Write out the whole listing word for word.
----- Dataset entries
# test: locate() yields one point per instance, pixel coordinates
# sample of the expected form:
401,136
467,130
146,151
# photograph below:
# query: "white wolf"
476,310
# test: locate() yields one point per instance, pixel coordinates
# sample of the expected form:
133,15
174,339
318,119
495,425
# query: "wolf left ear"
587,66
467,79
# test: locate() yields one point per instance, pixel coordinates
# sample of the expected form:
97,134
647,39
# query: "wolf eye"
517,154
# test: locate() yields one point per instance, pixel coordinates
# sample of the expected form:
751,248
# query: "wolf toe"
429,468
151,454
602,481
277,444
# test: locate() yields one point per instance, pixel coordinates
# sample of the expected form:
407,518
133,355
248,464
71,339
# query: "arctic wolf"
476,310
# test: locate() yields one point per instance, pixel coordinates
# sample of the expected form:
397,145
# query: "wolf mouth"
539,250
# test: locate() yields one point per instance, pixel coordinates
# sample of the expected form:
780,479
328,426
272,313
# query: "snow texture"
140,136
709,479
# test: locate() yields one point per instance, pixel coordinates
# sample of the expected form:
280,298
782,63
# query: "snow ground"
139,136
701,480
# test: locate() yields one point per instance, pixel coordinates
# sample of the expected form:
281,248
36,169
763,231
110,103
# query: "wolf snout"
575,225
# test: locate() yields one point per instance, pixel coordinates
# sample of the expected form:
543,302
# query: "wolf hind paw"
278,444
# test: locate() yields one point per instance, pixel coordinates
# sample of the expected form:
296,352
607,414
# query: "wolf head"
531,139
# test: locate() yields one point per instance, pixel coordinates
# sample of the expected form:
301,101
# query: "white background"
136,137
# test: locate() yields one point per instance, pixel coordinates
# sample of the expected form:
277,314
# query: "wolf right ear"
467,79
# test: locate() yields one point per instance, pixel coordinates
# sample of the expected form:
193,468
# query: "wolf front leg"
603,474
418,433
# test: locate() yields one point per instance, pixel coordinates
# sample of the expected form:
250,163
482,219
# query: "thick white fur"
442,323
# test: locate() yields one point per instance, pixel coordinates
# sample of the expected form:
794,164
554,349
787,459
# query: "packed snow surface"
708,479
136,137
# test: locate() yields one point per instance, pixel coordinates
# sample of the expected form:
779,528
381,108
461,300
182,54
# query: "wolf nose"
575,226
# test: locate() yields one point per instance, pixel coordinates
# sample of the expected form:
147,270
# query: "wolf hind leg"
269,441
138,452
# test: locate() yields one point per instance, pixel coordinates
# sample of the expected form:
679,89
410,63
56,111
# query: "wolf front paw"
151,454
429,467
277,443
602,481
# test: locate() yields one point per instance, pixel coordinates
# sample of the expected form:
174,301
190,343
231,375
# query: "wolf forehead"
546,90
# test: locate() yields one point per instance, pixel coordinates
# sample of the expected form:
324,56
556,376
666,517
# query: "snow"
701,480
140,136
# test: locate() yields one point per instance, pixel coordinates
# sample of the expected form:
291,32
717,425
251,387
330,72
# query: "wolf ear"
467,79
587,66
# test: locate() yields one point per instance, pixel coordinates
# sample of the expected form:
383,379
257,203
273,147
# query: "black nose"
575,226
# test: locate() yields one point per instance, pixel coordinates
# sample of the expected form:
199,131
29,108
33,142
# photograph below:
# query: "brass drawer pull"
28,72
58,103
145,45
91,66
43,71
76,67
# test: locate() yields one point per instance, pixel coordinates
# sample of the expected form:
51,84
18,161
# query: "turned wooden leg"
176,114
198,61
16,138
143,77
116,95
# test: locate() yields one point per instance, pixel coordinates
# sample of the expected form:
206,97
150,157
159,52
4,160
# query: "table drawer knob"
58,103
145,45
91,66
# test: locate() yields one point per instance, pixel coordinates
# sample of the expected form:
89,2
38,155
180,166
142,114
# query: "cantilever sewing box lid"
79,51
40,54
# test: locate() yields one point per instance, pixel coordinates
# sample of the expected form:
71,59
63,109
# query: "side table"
----------
● **Response to the task**:
# test: locate() yields one point per instance, pixel coordinates
# sample of the expected form:
401,136
467,130
146,151
# photograph below:
# query: "white wolf"
476,310
# test: locate() yields one point per instance, pixel coordinates
# sample of the expected form:
133,15
174,339
318,119
495,425
# query: "wolf left ear"
587,66
467,79
# test: locate() yields one point per instance, pixel coordinates
# sample of the expected form:
97,134
647,39
# query: "wolf eye"
517,154
# test: locate() yields one point per instance, pixel coordinates
# sample of the expected form:
751,248
# query: "wolf toe"
429,468
151,454
602,481
277,444
# test: locate() yields one point per instance, pixel coordinates
# sample of the expected form:
407,518
133,355
248,464
71,339
# query: "arctic wolf"
476,310
# test: locate() yields one point per instance, pixel coordinates
# sample of the expected form:
397,145
# query: "wolf mouth"
539,250
# test: locate() yields one point per instance, pixel coordinates
# sample of the expected form:
780,479
328,426
272,313
# query: "snow texture"
140,136
709,479
# test: locate() yields one point per instance, pixel coordinates
# sample of the expected form:
280,298
782,63
# query: "snow ground"
139,136
701,480
# test: locate() yields one point per instance, pixel coordinates
# sample of the expected form:
281,248
36,169
763,231
110,103
# query: "wolf snout"
575,225
# test: locate() yields one point per instance, pixel coordinates
# sample of the expected form:
543,302
# query: "wolf hind paw"
278,444
# test: locate() yields one point per instance, pixel coordinates
# sample of the expected form:
296,352
607,414
# query: "wolf head"
531,139
# test: locate() yields one point per instance, pixel coordinates
# sample of the expected form:
301,101
# query: "white background"
136,137
# test: locate() yields one point per instance, pixel coordinates
# sample of the expected form:
277,314
# query: "wolf right ear"
467,79
# test: locate() yields one point per instance, pixel coordinates
# sample of the expected form:
193,468
# query: "wolf front leg"
603,474
418,433
# test: locate() yields one point per instance, pixel coordinates
# sample of the expected form:
250,163
482,219
# query: "thick white fur"
442,323
# test: locate() yields one point per instance, pixel coordinates
# sample of the expected form:
794,164
554,349
787,459
# query: "packed snow surface"
708,479
136,137
# test: locate() yields one point per instance, pixel coordinates
# sample of the expected form:
779,528
381,108
461,300
182,54
# query: "wolf nose"
575,226
# test: locate() yields one point per instance, pixel coordinates
# sample of the expected form:
147,270
# query: "wolf hind leg"
269,441
138,452
# test: locate() yields one point per instance, pixel coordinates
# sample of the expected form:
679,89
410,63
56,111
# query: "wolf front paw"
151,454
429,467
277,443
602,481
# test: locate() yields one point per instance, pixel coordinates
# sample of the expected form:
174,301
190,343
231,375
# query: "wolf forehead"
546,90
# test: locate() yields one point per instance, pixel coordinates
# sample of the expected form:
324,56
556,376
666,517
# query: "snow"
701,480
140,136
# test: locate() yields one point per instance, pixel coordinates
# sample of the expected form:
291,32
717,425
251,387
330,72
# query: "wolf ear"
467,79
587,66
# test: locate() yields one point per instance, pixel coordinates
# sample of the expected form:
383,379
257,203
273,147
# query: "black nose"
575,226
# test: locate() yields one point per instance, pixel coordinates
# sample of the expected form:
199,131
29,108
33,142
# photograph below:
# query: "brass drawer pull"
28,72
58,103
145,45
91,66
43,71
76,67
# test: locate() yields one point per instance, pixel coordinates
# sample of the expected form:
51,84
18,161
# query: "turned wooden leg"
176,114
198,61
16,138
143,77
116,95
# test: locate() yields one point per instance, pixel coordinates
# sample of the expected form:
206,97
150,157
159,52
4,160
# query: "table drawer knob"
58,103
145,45
91,66
# test: locate() yields one point per instance, pixel coordinates
# sample of the expected form:
89,2
38,155
180,166
142,114
# query: "cantilever sewing box lid"
79,51
40,54
# test: locate() yields one point per instance, pixel coordinates
# sample of the expected form:
71,59
63,109
# query: "side table"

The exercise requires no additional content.